→ **TAREA A REALIZAR**: Transcribe sin cambios el tramo del texto sobre el Festival de Sitges que va desde "Sitges, el fantástico" hasta "de nuestras fronteras.".

Sitges, el fantástico y Satán
Arranca la 46ª edición del Festival de Cine de Sitges como mejor sabe hacerlo: rodeado de su público y sumido en un ambiente festivo. El desmadre preside las sesiones pensadas para la audiencia más fiel y la reivindicación de la industria nacional se carga de argumentos... mirando más allá de nuestras fronteras.
Víctor ESQUIROL
Aparece al frente del hemiciclo un hombrecillo de pelo blanco y liso. A falta de algo mejor (en términos de contundencia), cruza su cara una sonrisa socarrona casi imborrable. Deja sobre el estrado las hojas de papel en las que está el discurso que, en pocos segundos, va a vomitar. Estamos listos. Empieza a soltarlo todo y entre sus colegas, camaradas y cómplices se van sucediendo tanto los gestos de aprobación como los de enojo. Pura fachada: el circo marcha. Showtime. Más aún cuando el tema del día es el cine, que como todos sabemos, es esa ruinosa industria que, año tras año, empobrece un poco más al noble contribuyente. El ambiente se va caldeando (ésta es la intención) y explota cuando el maléfico orador dispara su tesis final: «No nos echen a nosotros la culpa. Las sogas, que con tanto esmero preparamos, para nada deben tenerse en cuenta a la hora de ejecutar la autopsia. Al cine español le va tan mal, sencillamente, porque es de mala calidad». Tal cual... y la peste a azufre ya se hace insoportable.
Una semana después, es decir, ahora mismo, el mismo olor se apodera de Sitges, aunque por motivos aparentemente distintos. Con el indigesto recuerdo -meteorológico- del año pasado rondando todavía por la memoria, la ya imprescindible Zombie Walk ha adelantado (con respecto a ediciones anteriores) su celebración para así apoderarse, a las primeras de cambio, de las calles de dicha villa.

→ **DATOS PROPORCIONADOS**:

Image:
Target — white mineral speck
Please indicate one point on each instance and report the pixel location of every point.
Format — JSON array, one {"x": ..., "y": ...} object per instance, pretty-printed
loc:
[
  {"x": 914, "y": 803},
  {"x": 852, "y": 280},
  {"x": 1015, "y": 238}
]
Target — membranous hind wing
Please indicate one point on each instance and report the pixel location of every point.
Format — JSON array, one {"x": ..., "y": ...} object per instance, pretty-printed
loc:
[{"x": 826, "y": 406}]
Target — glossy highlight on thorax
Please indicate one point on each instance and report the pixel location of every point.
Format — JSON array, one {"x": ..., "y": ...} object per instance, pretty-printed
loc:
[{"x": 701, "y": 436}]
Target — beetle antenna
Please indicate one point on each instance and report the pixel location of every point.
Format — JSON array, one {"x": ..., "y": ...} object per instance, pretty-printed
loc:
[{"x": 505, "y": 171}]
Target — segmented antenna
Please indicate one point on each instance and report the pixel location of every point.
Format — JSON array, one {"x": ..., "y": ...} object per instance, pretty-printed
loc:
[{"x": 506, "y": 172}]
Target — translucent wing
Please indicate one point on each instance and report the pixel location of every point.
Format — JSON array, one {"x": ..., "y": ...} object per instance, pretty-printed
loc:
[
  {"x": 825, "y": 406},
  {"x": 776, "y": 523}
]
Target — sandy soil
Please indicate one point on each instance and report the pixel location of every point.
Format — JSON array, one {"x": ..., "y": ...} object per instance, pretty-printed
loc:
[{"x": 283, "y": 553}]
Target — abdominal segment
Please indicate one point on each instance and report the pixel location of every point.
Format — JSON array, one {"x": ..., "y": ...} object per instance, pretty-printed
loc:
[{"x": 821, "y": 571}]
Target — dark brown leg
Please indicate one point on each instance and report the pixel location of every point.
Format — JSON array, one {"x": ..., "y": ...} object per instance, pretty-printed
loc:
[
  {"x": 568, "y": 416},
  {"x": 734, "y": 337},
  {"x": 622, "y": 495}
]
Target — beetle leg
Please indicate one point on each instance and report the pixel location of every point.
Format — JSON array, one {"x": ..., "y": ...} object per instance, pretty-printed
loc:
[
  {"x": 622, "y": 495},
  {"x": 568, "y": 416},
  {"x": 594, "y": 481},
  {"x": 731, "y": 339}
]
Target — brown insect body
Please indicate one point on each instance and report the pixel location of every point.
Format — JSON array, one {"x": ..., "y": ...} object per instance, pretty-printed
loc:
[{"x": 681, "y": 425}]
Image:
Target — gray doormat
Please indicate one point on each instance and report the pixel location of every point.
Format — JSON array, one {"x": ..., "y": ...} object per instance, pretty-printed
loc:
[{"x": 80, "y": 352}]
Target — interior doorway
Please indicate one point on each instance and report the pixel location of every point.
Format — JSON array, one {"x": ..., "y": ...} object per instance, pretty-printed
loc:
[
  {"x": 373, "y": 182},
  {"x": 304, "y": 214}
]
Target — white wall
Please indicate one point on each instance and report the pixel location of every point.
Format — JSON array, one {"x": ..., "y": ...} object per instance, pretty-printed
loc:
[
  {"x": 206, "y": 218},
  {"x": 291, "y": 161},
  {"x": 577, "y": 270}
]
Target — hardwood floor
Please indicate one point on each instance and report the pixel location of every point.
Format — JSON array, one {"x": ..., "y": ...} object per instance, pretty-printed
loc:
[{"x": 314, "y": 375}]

→ **SOLUCIÓN**:
Sitges, el fantástico y Satán
Arranca la 46ª edición del Festival de Cine de Sitges como mejor sabe hacerlo: rodeado de su público y sumido en un ambiente festivo. El desmadre preside las sesiones pensadas para la audiencia más fiel y la reivindicación de la industria nacional se carga de argumentos... mirando más allá de nuestras fronteras.